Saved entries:
......
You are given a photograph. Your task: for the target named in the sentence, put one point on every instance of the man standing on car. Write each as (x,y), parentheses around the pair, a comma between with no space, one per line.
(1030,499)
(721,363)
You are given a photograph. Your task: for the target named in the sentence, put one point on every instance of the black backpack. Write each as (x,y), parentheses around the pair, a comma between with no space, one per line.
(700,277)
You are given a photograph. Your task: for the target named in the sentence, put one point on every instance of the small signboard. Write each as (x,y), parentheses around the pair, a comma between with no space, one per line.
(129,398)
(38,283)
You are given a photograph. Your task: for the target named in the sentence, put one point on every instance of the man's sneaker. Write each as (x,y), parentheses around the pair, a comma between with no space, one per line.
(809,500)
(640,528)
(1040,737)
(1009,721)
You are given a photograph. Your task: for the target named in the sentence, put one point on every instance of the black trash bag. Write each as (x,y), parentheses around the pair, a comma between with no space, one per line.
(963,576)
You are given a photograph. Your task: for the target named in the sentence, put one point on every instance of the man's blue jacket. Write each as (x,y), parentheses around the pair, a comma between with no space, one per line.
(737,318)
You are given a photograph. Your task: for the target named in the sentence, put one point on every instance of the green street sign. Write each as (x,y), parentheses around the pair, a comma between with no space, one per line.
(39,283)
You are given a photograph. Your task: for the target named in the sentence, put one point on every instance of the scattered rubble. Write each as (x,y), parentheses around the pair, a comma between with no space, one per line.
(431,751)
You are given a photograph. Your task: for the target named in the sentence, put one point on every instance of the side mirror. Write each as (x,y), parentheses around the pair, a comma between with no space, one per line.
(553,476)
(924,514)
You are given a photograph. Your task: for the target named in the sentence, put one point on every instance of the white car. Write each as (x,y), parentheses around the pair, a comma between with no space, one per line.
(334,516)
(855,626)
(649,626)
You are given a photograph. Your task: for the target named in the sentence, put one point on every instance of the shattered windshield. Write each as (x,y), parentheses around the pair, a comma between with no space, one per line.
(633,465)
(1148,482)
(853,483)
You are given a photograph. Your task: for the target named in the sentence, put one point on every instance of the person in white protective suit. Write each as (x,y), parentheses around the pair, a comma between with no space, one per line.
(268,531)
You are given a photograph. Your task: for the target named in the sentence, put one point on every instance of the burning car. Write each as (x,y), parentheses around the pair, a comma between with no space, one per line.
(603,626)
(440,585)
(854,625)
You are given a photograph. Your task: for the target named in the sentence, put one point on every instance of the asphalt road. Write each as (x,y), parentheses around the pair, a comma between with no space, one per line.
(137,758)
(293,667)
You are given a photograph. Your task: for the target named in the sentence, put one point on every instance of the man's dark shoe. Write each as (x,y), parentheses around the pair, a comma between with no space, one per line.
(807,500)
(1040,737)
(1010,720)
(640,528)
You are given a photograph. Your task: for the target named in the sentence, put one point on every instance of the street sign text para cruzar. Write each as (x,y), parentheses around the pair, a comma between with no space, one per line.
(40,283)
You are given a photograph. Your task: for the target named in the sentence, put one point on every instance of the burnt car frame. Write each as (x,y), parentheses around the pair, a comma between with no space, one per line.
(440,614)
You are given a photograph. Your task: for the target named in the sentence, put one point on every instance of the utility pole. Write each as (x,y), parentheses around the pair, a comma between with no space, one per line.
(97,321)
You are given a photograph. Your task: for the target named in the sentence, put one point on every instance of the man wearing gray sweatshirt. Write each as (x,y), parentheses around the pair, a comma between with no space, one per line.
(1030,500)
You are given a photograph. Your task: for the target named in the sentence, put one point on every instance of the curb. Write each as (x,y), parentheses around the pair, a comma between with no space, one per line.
......
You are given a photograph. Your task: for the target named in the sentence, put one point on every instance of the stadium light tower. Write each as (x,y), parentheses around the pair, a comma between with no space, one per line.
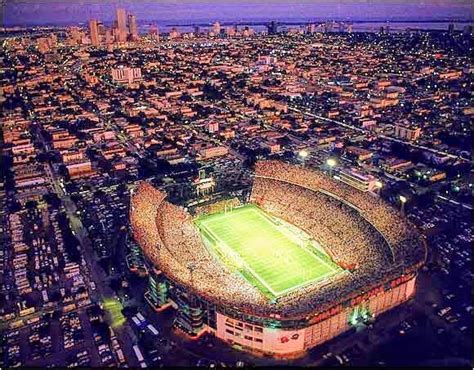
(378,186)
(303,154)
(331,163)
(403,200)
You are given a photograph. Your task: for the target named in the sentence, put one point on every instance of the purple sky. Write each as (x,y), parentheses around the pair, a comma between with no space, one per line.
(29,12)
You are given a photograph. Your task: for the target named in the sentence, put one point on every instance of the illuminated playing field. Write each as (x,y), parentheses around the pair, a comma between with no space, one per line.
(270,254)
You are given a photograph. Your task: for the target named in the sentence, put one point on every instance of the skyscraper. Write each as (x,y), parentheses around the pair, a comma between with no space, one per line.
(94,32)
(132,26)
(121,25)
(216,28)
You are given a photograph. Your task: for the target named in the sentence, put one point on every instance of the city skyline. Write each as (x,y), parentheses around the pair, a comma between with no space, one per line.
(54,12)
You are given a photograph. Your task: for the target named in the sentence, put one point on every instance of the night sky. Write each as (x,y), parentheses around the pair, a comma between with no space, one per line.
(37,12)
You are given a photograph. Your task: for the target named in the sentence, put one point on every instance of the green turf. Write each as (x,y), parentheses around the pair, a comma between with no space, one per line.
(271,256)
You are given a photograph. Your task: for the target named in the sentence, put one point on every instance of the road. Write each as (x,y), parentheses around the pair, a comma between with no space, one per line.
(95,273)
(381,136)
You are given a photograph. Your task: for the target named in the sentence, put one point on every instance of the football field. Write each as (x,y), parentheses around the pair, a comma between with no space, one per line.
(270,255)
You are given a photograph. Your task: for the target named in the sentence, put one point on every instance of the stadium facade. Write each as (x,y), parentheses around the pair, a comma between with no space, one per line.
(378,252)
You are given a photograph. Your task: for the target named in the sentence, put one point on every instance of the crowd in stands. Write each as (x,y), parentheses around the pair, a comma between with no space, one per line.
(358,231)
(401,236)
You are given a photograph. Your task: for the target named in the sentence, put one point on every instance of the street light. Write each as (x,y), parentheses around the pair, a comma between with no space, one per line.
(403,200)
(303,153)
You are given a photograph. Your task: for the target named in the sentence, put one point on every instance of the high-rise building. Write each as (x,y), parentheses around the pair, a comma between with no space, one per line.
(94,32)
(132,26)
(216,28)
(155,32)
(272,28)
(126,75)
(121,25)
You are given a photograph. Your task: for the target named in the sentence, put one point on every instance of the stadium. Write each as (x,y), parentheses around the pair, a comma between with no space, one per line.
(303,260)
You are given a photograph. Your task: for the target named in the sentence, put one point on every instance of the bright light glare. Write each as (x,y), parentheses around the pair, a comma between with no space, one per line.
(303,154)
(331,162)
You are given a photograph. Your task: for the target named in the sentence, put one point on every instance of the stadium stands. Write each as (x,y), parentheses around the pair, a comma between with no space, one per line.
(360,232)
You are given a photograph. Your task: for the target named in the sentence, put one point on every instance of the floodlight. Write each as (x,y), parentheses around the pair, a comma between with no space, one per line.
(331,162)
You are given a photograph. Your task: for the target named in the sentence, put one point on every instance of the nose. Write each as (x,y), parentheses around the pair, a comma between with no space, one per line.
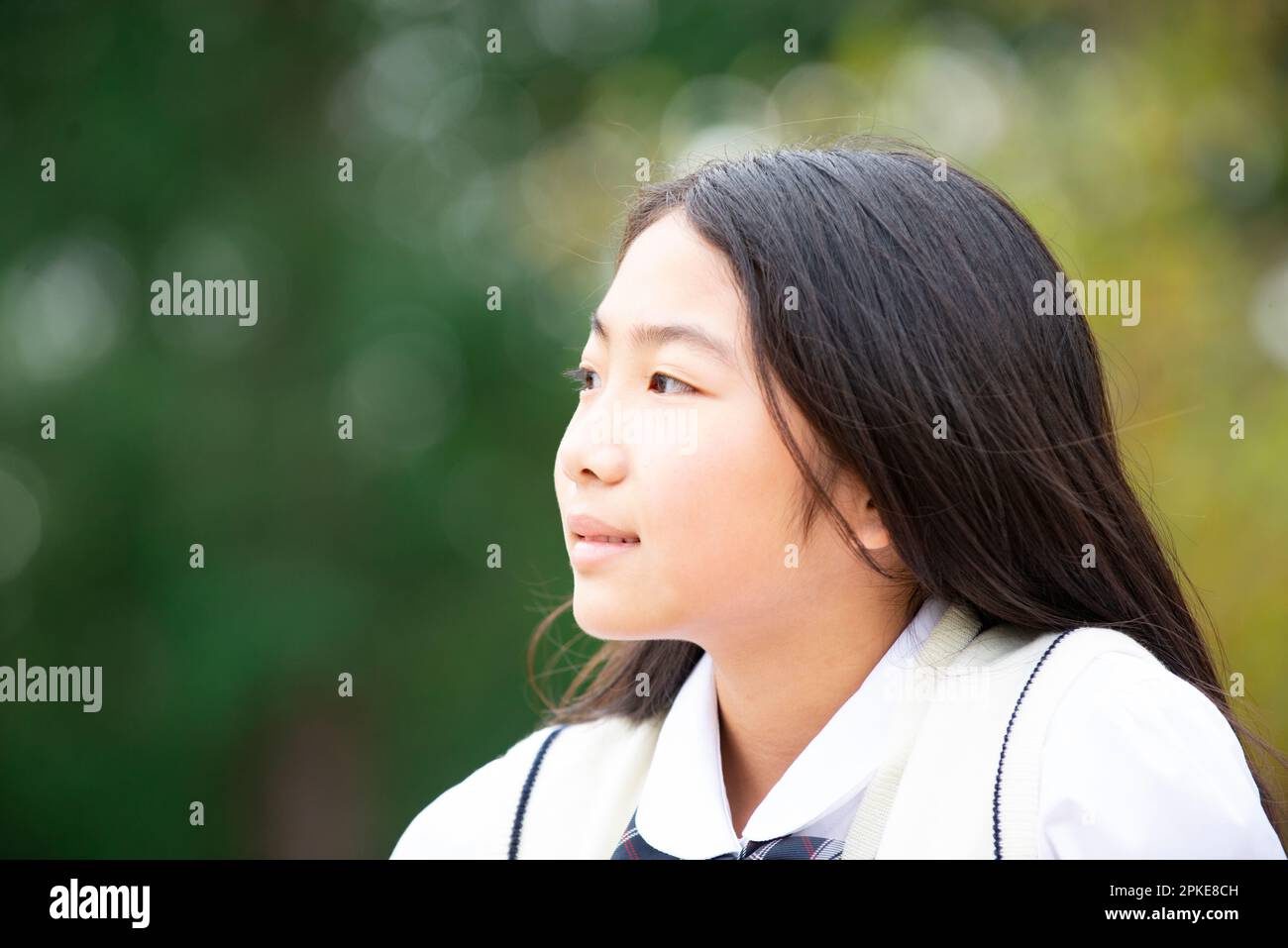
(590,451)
......
▶ _Work task_: Out of the data above, transcribe exactly and only the lines starting with the line that has "of the utility" and going on through the line that has "of the curb.", both included.

▶ _Solution_:
You are given a photograph. Your task: for the target named in the sentence, put one point on every instance of the utility pole. Write each as (x,y), parentheses around the pair, a comma between with no space, one per line.
(97,321)
You are given a photograph. Your task: for the target named in the sentence, put one point on every instance of the man wearing gray sweatshirt. Write each as (x,y), parentheses around the pair, a comma between with no space, one per line.
(1030,500)
You are given a photograph. Your task: for the target named in the sentence, put one point on every instance of the curb. Write each as (x,y), parentheses around the pair, a comma between with no space, one per line.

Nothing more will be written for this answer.